Display each line of the items that contains the string "side", treating uppercase and lowercase letters as different.
--- Start of DATA ENTRIES ---
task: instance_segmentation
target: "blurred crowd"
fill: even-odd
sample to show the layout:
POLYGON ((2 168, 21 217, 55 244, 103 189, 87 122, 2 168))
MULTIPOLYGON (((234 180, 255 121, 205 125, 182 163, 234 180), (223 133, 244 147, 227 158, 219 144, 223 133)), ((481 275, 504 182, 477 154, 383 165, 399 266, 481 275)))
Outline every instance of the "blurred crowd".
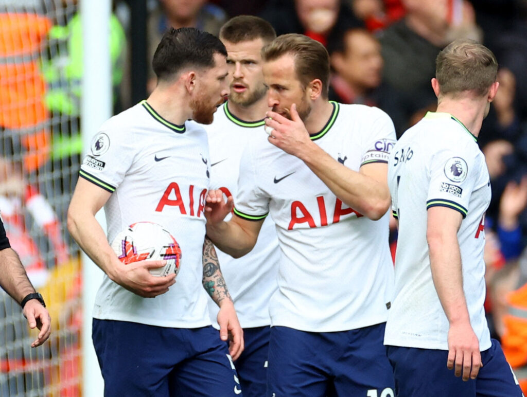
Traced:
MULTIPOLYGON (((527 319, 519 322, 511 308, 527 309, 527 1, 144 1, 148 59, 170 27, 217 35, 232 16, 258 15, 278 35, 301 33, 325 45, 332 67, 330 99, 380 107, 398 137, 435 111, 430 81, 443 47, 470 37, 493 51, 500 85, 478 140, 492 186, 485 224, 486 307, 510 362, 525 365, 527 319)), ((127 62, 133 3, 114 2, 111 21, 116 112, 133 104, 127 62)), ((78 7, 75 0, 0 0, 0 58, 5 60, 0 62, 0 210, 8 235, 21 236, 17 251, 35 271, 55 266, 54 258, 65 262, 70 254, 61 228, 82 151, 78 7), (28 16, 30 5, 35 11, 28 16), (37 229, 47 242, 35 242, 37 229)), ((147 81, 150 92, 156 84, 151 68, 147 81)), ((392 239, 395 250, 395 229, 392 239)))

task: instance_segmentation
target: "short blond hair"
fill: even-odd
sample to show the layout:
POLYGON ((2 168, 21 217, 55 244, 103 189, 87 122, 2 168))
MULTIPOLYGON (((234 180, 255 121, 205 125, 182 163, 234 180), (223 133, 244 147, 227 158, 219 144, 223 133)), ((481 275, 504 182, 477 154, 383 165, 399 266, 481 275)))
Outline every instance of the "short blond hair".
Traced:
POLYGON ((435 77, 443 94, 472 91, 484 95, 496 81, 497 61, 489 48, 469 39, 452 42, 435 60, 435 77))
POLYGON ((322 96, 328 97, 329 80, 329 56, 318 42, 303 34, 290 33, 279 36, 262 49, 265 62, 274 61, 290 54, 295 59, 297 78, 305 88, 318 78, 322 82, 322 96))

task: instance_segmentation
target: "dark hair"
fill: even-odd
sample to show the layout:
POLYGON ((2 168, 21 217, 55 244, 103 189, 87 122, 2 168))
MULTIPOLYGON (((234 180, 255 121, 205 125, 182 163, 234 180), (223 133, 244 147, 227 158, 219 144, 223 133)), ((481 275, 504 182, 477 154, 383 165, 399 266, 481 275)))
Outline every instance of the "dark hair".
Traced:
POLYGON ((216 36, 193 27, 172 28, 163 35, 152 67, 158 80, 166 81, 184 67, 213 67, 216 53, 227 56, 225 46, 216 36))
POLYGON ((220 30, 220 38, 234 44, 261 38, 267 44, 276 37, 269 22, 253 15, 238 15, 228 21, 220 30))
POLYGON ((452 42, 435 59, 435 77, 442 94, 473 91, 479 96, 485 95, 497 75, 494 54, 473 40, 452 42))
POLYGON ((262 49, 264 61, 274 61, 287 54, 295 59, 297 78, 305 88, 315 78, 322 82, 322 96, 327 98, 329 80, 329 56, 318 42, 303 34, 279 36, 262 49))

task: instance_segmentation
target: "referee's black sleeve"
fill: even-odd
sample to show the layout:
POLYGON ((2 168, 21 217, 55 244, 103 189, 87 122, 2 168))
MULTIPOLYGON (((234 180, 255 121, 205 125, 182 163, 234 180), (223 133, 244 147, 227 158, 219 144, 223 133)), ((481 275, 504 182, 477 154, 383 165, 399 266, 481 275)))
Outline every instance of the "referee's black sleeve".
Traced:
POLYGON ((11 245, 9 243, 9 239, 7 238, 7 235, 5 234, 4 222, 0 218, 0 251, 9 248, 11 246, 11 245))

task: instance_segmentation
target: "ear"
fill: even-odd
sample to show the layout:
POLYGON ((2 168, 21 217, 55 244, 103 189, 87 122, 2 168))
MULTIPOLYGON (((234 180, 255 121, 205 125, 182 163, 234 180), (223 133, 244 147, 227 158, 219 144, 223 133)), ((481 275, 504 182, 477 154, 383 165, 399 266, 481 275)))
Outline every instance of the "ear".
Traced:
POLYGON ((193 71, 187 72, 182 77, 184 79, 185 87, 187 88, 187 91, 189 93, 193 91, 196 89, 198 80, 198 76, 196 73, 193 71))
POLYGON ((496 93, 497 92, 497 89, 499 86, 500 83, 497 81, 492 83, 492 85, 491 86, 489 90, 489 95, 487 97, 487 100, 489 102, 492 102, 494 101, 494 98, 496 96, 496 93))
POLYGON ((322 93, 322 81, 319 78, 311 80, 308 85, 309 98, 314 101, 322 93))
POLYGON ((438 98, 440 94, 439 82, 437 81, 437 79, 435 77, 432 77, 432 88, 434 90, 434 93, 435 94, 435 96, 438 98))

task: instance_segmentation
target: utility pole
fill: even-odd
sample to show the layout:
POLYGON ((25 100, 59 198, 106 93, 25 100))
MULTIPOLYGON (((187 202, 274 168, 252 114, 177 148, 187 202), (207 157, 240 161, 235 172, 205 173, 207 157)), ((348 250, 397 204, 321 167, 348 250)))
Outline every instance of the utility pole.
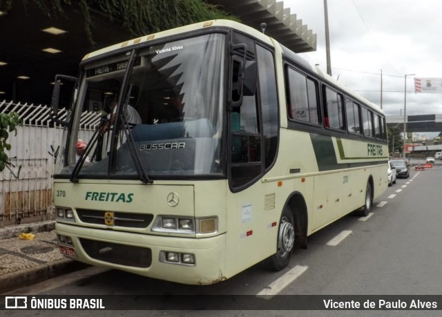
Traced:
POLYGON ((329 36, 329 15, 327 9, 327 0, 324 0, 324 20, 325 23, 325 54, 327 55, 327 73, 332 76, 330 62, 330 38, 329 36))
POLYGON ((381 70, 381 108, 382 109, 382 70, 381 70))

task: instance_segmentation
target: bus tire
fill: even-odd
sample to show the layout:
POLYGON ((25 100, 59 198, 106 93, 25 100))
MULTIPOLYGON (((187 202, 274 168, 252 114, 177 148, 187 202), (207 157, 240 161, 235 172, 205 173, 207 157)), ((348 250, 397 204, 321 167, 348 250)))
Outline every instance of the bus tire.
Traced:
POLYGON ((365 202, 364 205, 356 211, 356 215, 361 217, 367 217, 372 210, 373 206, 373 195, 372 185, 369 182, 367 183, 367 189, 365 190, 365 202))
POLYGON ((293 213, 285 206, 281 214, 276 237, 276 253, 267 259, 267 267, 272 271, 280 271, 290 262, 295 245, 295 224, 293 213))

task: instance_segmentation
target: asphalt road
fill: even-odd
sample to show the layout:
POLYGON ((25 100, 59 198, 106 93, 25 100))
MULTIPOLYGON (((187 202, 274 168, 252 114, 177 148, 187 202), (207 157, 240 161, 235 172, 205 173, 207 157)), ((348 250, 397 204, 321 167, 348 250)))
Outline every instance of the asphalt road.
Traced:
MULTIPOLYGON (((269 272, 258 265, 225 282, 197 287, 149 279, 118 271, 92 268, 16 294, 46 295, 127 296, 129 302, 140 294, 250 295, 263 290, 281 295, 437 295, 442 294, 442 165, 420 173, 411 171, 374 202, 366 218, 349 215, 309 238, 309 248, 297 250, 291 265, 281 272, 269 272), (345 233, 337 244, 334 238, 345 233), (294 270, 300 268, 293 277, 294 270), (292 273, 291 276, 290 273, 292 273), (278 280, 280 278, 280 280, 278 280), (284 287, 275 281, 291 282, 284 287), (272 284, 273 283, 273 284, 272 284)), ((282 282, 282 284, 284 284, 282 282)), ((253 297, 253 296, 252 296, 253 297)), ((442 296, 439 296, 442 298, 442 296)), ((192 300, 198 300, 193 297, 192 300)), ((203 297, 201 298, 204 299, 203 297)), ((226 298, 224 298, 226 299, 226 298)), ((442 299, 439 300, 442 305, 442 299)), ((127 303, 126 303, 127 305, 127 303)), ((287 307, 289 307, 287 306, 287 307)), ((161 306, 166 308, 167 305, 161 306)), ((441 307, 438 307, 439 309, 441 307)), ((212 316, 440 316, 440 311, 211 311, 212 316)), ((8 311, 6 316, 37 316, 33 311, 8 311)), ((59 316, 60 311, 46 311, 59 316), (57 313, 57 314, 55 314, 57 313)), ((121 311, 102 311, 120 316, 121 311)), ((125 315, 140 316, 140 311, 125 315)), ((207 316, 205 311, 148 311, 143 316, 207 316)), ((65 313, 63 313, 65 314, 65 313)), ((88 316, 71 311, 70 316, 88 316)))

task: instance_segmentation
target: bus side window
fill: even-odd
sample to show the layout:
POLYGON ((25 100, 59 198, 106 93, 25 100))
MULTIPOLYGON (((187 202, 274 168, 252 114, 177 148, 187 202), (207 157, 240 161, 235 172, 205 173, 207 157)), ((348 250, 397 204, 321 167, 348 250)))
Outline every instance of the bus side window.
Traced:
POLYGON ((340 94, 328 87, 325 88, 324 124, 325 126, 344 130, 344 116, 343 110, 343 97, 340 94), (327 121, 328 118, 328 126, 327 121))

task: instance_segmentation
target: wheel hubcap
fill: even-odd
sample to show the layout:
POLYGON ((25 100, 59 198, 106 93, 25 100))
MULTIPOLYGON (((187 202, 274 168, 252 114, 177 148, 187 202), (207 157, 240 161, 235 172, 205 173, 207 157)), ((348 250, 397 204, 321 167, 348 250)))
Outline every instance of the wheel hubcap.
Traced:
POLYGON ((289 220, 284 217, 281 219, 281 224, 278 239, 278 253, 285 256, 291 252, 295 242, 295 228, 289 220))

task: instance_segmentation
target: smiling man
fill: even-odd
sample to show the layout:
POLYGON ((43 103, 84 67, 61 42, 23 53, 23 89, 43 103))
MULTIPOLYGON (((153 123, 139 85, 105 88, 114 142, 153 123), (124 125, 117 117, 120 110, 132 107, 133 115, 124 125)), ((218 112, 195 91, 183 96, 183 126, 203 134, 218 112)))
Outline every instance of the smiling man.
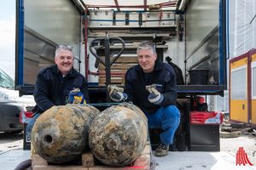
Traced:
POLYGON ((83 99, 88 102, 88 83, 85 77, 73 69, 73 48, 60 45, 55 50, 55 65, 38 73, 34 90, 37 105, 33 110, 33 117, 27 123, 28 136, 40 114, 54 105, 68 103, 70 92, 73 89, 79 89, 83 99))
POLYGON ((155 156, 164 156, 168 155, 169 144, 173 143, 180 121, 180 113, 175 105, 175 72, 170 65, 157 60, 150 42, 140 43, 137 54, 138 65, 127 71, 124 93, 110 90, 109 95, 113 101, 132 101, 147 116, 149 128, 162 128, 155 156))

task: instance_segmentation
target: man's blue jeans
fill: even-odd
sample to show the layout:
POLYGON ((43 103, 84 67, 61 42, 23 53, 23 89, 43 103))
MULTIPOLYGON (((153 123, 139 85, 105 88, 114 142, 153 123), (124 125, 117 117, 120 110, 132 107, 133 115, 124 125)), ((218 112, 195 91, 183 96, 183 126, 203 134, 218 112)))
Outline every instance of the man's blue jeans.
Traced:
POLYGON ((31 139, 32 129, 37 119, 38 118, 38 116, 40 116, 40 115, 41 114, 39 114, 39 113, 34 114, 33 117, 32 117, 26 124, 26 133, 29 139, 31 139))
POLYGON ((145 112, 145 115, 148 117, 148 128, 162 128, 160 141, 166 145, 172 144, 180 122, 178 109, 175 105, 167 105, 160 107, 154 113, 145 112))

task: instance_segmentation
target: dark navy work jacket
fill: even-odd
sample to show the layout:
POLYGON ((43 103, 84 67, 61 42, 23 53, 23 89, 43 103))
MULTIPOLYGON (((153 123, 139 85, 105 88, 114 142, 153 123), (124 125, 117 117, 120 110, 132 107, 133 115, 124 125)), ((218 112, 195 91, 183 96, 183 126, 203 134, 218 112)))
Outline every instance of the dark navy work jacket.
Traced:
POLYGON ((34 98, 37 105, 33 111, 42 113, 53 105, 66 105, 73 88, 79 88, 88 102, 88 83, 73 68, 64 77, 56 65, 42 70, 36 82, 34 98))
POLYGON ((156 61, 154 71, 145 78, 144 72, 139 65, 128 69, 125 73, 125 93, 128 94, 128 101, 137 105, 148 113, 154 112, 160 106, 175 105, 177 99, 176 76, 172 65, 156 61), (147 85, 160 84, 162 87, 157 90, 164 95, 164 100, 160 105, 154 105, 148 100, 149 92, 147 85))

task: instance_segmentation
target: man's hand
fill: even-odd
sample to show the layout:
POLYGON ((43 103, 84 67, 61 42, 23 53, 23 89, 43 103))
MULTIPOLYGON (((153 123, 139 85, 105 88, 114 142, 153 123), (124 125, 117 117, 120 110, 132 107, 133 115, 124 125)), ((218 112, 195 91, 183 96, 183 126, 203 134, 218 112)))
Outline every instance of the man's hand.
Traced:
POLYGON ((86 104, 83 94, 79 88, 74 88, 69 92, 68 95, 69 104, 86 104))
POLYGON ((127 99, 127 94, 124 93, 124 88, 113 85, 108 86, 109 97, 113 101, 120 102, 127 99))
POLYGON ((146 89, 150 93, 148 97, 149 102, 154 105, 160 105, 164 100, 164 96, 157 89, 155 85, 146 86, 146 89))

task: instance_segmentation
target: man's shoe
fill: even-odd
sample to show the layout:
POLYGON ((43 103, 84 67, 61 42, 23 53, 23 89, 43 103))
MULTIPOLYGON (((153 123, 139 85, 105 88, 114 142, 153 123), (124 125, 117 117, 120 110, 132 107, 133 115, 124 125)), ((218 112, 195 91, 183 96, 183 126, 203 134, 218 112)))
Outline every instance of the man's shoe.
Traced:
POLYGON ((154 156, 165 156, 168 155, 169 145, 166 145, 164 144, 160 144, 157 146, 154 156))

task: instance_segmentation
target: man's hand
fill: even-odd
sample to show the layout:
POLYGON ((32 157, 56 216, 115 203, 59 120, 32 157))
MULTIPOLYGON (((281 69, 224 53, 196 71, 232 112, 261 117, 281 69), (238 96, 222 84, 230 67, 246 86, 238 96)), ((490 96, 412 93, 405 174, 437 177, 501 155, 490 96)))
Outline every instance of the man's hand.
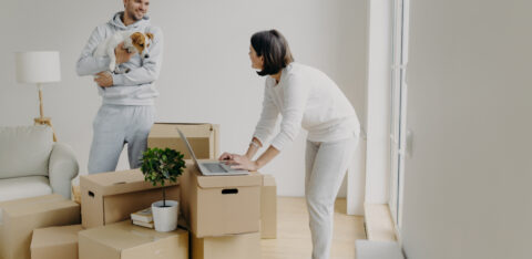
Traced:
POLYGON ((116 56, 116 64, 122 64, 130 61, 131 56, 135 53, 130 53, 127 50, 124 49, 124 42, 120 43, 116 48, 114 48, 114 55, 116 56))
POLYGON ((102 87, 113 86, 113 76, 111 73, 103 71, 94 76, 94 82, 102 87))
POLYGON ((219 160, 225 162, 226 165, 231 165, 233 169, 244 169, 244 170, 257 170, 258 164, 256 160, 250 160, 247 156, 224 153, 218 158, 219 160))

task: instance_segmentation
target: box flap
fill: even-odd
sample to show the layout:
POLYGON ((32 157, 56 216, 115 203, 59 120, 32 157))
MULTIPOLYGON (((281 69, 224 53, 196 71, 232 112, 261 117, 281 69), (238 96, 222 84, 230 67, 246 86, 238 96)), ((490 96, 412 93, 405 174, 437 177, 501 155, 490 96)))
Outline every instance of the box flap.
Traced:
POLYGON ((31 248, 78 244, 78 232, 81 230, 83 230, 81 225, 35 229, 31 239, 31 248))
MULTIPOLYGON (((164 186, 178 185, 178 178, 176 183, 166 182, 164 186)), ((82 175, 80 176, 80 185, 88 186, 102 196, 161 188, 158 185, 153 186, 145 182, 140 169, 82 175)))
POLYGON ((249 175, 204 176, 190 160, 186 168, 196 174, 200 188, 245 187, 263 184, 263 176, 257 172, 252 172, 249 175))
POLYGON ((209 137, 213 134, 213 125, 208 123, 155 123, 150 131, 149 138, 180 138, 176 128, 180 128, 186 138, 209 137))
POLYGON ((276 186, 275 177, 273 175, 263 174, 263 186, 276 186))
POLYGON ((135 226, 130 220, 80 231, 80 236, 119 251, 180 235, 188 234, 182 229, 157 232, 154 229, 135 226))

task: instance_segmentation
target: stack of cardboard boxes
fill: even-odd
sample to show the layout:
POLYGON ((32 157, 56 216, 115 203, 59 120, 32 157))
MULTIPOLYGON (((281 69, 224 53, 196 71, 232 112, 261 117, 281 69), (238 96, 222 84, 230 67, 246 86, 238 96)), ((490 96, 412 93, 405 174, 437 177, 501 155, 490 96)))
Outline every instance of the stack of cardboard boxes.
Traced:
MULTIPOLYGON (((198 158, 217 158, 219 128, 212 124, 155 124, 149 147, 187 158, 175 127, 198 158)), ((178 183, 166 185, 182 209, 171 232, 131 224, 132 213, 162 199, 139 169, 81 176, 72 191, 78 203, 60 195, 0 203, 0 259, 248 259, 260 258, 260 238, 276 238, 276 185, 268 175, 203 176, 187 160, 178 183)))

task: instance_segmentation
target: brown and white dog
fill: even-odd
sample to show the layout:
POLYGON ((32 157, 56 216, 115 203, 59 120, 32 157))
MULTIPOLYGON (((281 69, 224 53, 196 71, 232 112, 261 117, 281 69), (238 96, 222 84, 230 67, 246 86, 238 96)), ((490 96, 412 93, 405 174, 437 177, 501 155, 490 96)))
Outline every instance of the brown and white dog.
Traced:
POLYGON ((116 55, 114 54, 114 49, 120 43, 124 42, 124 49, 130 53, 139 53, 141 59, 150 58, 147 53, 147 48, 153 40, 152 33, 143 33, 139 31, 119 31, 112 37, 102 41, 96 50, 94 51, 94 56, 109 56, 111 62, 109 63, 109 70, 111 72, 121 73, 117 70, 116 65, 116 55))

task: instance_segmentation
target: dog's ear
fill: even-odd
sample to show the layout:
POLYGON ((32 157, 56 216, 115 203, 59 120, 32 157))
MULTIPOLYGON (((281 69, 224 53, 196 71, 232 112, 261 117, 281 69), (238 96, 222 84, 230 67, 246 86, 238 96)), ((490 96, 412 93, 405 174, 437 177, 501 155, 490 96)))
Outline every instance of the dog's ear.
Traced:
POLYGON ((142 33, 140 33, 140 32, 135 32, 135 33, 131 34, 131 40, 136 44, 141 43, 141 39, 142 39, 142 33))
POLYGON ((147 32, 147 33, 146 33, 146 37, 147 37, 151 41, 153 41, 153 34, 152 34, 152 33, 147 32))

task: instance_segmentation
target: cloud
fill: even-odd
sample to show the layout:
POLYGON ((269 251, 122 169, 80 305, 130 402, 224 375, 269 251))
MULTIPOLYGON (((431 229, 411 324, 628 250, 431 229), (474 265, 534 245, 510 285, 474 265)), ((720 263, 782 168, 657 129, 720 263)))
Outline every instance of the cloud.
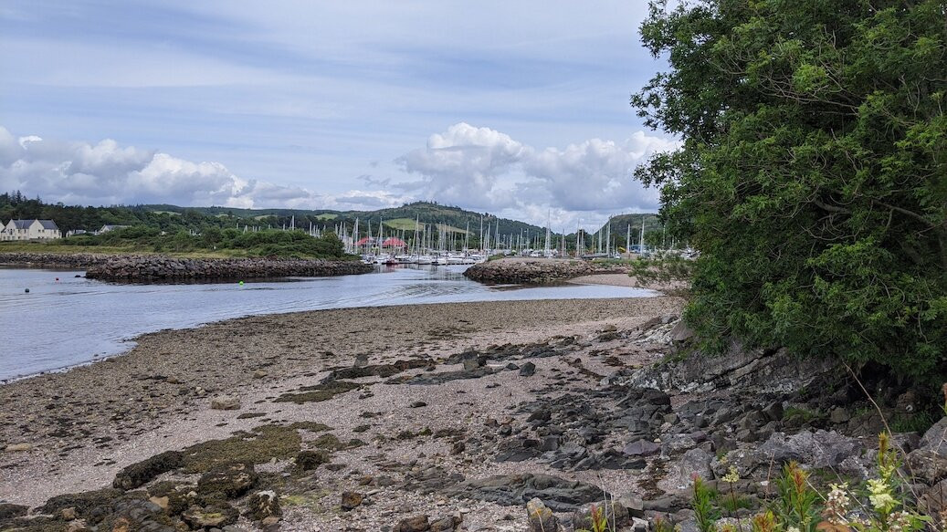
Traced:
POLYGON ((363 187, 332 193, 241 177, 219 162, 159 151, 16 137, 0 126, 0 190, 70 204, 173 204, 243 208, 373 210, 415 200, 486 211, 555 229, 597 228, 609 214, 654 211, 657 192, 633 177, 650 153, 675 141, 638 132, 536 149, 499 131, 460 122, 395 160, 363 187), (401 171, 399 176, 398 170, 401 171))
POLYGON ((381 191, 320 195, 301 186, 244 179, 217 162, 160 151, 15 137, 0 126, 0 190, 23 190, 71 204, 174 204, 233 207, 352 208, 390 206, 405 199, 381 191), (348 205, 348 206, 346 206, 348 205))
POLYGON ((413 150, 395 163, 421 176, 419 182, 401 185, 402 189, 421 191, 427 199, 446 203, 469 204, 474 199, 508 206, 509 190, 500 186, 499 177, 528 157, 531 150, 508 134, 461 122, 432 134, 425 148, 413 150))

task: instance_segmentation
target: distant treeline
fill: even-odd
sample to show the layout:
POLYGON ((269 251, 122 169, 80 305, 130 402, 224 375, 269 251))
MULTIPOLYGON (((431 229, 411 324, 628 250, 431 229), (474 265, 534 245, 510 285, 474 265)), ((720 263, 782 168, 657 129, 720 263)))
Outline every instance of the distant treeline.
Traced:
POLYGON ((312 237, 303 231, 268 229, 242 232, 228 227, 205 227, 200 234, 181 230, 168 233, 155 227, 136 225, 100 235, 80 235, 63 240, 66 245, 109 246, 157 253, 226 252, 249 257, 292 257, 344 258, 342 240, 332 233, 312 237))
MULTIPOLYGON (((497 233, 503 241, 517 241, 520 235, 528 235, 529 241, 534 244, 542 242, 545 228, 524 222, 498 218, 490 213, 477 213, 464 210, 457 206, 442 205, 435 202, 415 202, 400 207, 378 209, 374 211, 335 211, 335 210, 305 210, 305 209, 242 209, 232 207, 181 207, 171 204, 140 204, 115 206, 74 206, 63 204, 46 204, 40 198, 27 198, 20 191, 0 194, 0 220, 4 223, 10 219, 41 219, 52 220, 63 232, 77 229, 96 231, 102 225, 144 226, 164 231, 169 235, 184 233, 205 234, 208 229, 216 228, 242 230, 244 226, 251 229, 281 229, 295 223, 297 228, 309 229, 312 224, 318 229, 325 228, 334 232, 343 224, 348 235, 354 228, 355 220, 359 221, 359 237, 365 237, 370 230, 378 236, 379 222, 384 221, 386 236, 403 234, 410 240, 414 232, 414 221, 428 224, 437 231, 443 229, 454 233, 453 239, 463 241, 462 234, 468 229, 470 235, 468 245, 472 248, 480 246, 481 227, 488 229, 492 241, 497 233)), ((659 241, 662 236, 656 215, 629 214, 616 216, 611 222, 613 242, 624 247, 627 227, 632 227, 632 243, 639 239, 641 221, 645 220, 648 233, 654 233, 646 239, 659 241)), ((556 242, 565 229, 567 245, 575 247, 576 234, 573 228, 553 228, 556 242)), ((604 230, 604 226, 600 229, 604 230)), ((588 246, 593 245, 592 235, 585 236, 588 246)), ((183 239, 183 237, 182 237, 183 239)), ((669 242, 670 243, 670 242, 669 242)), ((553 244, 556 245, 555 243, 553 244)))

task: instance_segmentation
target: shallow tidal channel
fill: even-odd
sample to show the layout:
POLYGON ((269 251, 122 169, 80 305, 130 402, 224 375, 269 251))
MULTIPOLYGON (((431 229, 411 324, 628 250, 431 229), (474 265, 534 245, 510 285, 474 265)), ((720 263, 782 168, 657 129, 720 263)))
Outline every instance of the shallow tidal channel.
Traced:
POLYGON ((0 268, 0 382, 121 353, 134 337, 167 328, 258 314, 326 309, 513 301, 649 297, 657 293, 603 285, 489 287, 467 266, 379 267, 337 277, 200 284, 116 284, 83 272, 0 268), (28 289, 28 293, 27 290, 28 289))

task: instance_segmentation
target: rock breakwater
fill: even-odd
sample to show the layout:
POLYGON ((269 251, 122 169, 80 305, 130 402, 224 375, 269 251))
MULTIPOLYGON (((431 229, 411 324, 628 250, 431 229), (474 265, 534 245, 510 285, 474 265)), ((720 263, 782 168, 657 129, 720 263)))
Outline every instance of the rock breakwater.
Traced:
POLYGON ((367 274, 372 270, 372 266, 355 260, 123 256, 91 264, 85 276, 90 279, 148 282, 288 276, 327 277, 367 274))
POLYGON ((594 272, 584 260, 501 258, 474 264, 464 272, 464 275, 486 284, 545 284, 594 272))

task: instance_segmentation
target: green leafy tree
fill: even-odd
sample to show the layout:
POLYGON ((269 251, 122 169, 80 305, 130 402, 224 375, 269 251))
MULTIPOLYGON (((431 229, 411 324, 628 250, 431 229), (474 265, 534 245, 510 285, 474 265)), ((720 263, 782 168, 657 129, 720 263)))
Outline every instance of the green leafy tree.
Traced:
--- End of DATA ENTRIES ---
▸ **CORRECT RESULT**:
target: bus side window
Outline every instance of the bus side window.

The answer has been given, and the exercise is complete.